• [QUÉ HARÁS]:
1. En el fragmento sobre vivir sin Dios, ¿de qué se disfrazó quien narra a los tres años para una procesión de la iglesia?
2. Resume en menos palabras el párrafo del fragmento sobre vivir sin Dios que empieza con "Años después hice la primera comunión", sin perder sus hechos principales.
3. Prosigue el fragmento sobre vivir sin Dios a partir de su última oración.

• [FRAGMENTO SELECCIONADO]:
Son diez años ya desde que acepté vivir sin Dios. Como muchos fui bautizado y criado católico. Cuando tenía tres años, para cumplir una promesa hecha por mi abuelo, mi mamá me vistió de niño Jesús de Praga en una procesión de la iglesia. Mi gesto en la foto de ese día sugiere que desde entonces me angustiaban preguntas como la que después me hizo merecer más de un regaño: ¿Cómo se había reproducido Caín si la única mujer disponible era su madre?

Años después hice la primera comunión y estudié en una escuela de monjas, en un colegio de padres y cuando me expulsaron de este último, en un colegio adventista. Tantas versiones me infundieron sospechas y cuando entré a la universidad no tardé en decir, como Nietzsche, que Dios era una hipótesis de la que yo no necesitaba. Sin embargo, con el tiempo entendí lo estéril que es discutir sobre si Dios existe o no, y ahora me identifico más con frases como la del Dalai Lama: “mi religión es la compasión”. Así que esta no es una reflexión antirreligiosa, sino más bien una en la que un ateo reconoce su necesidad de vivir espiritualmente.

• [DATOS MOSTRADOS]:
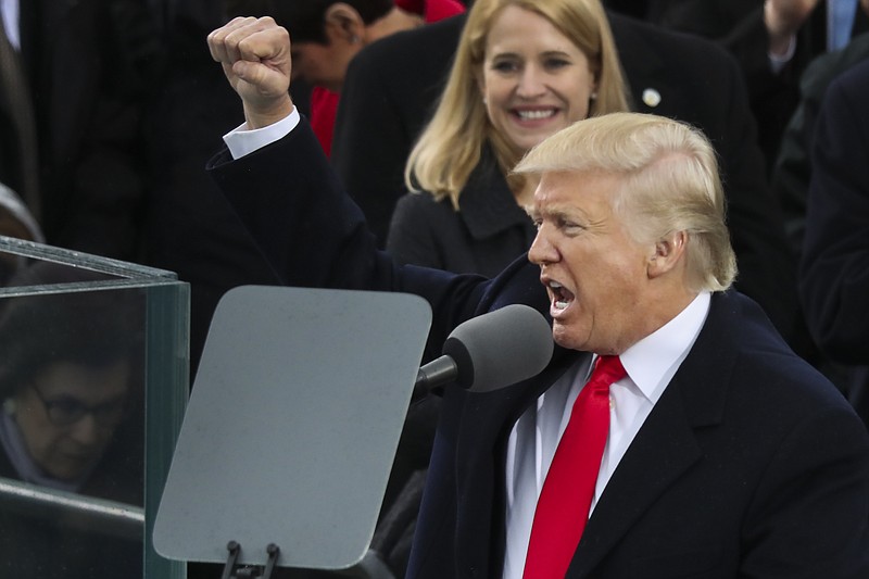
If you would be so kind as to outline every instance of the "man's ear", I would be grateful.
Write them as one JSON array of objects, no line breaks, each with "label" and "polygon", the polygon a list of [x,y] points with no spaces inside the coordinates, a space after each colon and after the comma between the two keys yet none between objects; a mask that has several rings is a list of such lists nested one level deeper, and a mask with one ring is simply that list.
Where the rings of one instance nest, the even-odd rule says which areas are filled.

• [RESPUESTAS POR TAREA]:
1. De niño Jesús de Praga.

2. Tras la primera comunión, estudié con monjas, luego con padres y, después de ser expulsado, en un colegio adventista. Tantas versiones despertaron mis sospechas, y en la universidad afirmé, como Nietzsche, que no necesitaba la hipótesis de Dios. Con el tiempo vi que discutir su existencia es estéril y me identifiqué con la frase del Dalai Lama "mi religión es la compasión". Por eso esta no es una reflexión antirreligiosa, sino la de un ateo que reconoce su necesidad de vivir espiritualmente.

3.
Los humanos somos frágiles. Hace unos años, me paré frente a la Iglesia de Orosi, resfriado, con los zapatos ensopados en barro. Era de noche y el viento soplaba en la plaza. A pesar del resfrío había estado de paseo con amigos en el Parque Nacional Tapantí. Al final de la tarde tomamos café en el centro de Orosi y ahora nos alistábamos para el viaje de regreso. De la iglesia salía un resplandor amarillo que, en medio del frío y la oscuridad, se sentía reconfortante. Me asomé a la distancia y vi las bancas llenas y al padre en la sotana blanca. Los cánticos me cautivaron y me quedé absorto hasta que cantaron el clímax y el padre ordenó sentarse. “Qué bonito estuvo eso”, le dije a mis amigos. “Lástima que somos ateos”. Después, ya sin sarcasmo, retomé una idea que tenía desde hacía tiempo. Sabía que, en promedio, las personas religiosas son más felices que las no religiosas, y entendía bien que si la religión y la creencia en Dios existen es porque satisfacen necesidades del ser humano, necesidades que no desaparecen cuando uno se convierte en ateo—necesidades que yo seguía teniendo. Aunque ya no me aquejaban las ideas de por qué estamos aquí y cuál es el gran propósito de la vida, sí me perseguían —y aún a veces me persiguen— los vacíos emocionales de sentirme solo y desconectado y de preguntarme cuál es el sentido de las metas, de los sueños y de hacer lo que hago todos los días. Llegué a concluir que entender la espiritualidad podía darme una respuesta.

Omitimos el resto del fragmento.